[Task item] From the text on empty and null characters in C, pull out word for word the part that opens with the words "The null/empty char" and closes with "in between ''.".

The null/empty char is simply a value of zero, but can also be represented as a character with an escaped zero.

The empty space char would be ' '. If you're looking for null that would be '\0'.

Yes, c[i]='' is not a valid code. We parenthesis character constant between ' ', e.g. c[i] = 'A'; char A. but you don't write any char in between ''.

Empty space is nothing but suppose if you wants to assigned space then do:

c[i] = ' ';
//      ^  space

if wants to assigned nul char then do:

c[i] = '\0';
//       ^ null symbol

Example: Suppose if c[] a string (nul \0 terminated char array) if you having a string. for example:

char c[10] = {'a', '2', 'c', '\0'};

And you replace second char with space:

c[1] = ' ';

and if you print it using printf as follows:

printf("\n c: %s", c);

then output would be:

  c:  a  c
//      ^ space printed

And you replace second char with '\0':

c[1] = '\0';

then output would be:

  c:  a

because string terminated with \0.

You can't store "no character" in a character - it doesn't make sense.

As an alternative you could store a character that has a special meaning to you - e.g. null char '\0' - and treat this specially.

[Data extract]
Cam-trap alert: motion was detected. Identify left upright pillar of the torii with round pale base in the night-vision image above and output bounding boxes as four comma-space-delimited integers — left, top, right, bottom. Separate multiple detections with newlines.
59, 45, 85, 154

[Response below]
The null/empty char is simply a value of zero, but can also be represented as a character with an escaped zero.

The empty space char would be ' '. If you're looking for null that would be '\0'.

Yes, c[i]='' is not a valid code. We parenthesis character constant between ' ', e.g. c[i] = 'A'; char A. but you don't write any char in between ''.